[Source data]
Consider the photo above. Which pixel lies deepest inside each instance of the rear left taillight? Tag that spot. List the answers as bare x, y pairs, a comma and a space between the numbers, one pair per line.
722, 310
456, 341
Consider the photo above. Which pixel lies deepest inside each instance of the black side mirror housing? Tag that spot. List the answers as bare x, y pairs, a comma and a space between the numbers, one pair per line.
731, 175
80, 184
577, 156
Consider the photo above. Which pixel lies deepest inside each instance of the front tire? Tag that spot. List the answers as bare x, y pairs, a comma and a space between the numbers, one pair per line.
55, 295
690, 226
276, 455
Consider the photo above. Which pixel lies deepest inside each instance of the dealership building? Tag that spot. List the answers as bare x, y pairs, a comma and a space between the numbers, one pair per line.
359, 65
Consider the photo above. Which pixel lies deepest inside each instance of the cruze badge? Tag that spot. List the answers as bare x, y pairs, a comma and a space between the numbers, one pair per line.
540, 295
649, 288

Task objective — Reproduce the data in its entirety, matching each character.

Completed task —
Consider the photo above. Which pixel lies deepest inside each instance of the rear left taillight? Tag that spot. List the answers as bare x, y pairs, a comma and a space between the numbers, one pair per line.
722, 310
456, 341
Consider the photo above. Which pixel lies deepest inside each instance of the black side mirror housing? Tag that spot. List the answers as bare x, y pairs, a comma and a space between the numbers, one pair per line.
731, 175
80, 184
577, 156
Consider the photo above. Which pixel lies deepest inside each instance of the front tire? Tag that spot. List the answers as bare x, y pairs, a comma and a space between the numbers, one pair per line.
55, 295
690, 226
276, 455
Consider the photo above. Which pixel lies deepest inside each instance of the dealership building? Tag that spot. List the answers as bare x, y pairs, a comma and a space between the numbers, one pair per line.
359, 65
Consider the photo above. Which pixel lies deepest inside each instance of the cruze badge? Tag that spot. List the answers as bare x, y pairs, a comma and a space between the numbers, one pair per line.
540, 295
649, 288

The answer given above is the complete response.